Transcribe exactly the lines from the one holding "Could you spot the ocean" to the end of the data below, including both of those lines and no others.

[START OF RECORDS]

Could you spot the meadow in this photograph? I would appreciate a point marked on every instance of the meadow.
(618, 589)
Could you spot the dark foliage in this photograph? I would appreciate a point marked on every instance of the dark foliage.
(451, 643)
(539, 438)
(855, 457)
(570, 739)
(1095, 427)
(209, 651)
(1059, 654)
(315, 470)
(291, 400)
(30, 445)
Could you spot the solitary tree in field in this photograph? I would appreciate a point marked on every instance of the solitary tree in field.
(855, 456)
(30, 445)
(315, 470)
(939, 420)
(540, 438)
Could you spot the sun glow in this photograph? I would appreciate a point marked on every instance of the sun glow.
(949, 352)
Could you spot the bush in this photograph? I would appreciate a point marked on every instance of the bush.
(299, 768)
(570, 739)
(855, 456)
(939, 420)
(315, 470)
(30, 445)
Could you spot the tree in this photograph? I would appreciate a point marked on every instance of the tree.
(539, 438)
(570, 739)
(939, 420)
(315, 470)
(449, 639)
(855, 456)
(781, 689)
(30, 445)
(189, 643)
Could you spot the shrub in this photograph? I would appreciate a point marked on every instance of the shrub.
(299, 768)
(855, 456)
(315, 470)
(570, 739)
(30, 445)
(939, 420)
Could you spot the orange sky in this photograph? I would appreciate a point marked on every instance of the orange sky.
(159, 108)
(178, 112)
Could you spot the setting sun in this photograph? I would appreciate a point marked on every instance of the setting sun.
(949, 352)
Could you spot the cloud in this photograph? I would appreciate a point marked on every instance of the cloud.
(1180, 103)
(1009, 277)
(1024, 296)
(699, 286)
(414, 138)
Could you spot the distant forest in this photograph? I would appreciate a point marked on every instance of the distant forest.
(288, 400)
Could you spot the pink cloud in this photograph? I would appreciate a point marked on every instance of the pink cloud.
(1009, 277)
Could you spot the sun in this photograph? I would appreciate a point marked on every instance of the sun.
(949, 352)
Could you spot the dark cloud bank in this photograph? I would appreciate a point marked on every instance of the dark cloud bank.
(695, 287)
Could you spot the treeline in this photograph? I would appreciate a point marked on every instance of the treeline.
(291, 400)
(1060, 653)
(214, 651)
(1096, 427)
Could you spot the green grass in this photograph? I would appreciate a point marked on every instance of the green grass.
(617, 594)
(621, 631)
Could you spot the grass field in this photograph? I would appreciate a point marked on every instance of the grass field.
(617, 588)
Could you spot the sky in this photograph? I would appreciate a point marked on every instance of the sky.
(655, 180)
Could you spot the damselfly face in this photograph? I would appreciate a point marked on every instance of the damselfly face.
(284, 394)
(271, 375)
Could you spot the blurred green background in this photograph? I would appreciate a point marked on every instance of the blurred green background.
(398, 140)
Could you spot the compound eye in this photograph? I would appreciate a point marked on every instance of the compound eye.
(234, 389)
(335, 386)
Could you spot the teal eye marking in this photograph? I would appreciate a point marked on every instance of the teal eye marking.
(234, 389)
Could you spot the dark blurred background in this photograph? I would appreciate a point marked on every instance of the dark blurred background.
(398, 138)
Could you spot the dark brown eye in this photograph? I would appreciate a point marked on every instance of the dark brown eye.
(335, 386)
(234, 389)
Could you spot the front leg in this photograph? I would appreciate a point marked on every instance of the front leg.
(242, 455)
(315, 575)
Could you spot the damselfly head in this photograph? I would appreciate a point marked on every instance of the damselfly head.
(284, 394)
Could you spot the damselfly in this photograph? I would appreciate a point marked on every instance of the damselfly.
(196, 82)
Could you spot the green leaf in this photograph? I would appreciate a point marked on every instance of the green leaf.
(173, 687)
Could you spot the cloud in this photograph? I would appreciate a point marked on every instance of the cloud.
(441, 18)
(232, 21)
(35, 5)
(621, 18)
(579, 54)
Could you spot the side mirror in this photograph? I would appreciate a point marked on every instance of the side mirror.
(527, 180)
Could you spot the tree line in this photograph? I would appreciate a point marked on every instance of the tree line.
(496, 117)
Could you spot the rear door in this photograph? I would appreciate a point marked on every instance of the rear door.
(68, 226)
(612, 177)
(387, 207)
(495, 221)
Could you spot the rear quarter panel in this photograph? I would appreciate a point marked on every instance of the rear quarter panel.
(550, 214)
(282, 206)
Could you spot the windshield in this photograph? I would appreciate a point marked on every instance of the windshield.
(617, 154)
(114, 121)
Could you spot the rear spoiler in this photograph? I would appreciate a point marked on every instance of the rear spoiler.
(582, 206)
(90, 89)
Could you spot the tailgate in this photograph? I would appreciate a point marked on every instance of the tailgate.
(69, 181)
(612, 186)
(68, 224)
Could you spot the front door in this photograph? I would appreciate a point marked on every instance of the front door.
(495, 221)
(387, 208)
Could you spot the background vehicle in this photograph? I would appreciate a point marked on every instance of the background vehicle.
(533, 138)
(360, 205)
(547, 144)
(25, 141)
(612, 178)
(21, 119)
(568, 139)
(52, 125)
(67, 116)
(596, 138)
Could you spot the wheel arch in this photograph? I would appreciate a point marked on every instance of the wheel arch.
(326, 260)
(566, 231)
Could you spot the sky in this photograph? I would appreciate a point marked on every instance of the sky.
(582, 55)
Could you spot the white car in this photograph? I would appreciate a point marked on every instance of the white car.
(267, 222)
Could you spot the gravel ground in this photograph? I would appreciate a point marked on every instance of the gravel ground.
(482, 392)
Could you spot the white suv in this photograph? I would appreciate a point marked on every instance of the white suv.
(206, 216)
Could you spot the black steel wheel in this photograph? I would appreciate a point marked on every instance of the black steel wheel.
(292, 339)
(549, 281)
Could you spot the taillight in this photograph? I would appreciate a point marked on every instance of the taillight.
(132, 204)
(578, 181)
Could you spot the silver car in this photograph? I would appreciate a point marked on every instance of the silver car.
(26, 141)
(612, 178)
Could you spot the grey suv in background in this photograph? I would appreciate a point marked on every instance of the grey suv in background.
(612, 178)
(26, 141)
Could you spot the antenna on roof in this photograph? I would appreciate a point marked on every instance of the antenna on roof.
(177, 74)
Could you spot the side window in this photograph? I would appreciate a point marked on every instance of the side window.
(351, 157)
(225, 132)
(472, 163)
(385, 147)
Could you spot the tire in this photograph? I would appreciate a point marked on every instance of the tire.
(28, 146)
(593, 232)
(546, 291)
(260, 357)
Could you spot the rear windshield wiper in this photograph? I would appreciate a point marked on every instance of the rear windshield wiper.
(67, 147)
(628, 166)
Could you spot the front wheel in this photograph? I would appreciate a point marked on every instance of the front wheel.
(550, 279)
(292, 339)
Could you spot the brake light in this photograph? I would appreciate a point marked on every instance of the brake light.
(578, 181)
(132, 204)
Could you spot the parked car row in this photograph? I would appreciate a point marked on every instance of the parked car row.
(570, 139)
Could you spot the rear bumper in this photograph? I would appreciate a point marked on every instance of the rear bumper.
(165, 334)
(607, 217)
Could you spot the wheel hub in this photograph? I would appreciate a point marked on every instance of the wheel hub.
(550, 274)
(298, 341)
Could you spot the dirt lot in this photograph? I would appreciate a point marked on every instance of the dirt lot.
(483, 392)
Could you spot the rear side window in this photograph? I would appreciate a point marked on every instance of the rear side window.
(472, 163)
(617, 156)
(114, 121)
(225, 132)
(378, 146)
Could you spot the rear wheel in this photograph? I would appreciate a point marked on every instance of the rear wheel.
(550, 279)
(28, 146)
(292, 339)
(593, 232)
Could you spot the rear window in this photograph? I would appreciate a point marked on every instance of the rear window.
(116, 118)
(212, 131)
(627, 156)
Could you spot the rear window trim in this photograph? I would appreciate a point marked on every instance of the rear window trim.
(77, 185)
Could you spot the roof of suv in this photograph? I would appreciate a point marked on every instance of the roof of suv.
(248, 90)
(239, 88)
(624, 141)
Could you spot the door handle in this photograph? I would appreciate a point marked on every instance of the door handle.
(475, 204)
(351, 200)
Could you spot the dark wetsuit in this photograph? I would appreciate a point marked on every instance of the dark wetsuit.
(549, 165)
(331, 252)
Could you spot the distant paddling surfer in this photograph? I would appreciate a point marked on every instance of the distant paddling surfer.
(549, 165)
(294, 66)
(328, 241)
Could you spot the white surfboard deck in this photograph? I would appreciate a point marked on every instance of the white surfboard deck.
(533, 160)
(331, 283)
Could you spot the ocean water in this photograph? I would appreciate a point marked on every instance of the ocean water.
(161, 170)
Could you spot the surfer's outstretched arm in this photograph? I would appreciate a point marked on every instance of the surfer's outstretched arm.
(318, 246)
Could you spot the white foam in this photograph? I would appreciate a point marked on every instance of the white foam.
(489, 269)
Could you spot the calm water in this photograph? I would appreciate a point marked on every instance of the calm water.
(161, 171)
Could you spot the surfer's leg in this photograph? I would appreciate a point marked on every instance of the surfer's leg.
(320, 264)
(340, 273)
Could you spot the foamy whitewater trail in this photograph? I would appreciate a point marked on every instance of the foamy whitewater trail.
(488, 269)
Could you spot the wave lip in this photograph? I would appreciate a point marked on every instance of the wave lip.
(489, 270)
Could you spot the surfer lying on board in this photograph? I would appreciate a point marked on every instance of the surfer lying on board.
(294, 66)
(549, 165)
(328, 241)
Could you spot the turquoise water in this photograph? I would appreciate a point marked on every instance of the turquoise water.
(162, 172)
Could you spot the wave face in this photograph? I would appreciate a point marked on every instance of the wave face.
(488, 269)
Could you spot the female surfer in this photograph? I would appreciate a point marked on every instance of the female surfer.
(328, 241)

[END OF RECORDS]

> **EXERCISE OUTPUT**
Could you spot the ocean water in this photograph? I would appreciate a point marked on every instance of the ocean water.
(161, 170)
Could you spot the surfer's outstretched arm in this photograph? I would appreciate a point marked on every instance of the surfer's outstretched arm.
(318, 246)
Could you spot the white foam in this photograph? I would appreciate a point marked on every instance of the white foam.
(489, 269)
Could you spot the calm water in this photograph? I would appreciate a point marked on every instance of the calm water.
(161, 171)
Could you spot the surfer's leg in this photograph? I would appreciate a point marked on every instance of the surfer's leg.
(320, 264)
(340, 273)
Could you spot the foamy whitewater trail in this photograph? I would appreciate a point marked on every instance of the foamy whitewater trail.
(488, 269)
Could you spot the wave lip in this photograph? I would appreciate a point marked on every instance of the wave lip.
(489, 270)
Could you spot the surfer lying on board in this photograph? I would appreciate a point marked on every instance of the surfer lying on board.
(294, 66)
(549, 165)
(328, 241)
Could you spot the turquoise water in this photograph? I would appreciate a point marked on every instance of the turquoise water.
(162, 172)
Could you spot the wave face in this photograph? I would appreciate a point marked on every instance of the wave face.
(488, 269)
Could you spot the female surfer in this photograph? I would appreciate a point marked on every instance of the female surfer.
(328, 241)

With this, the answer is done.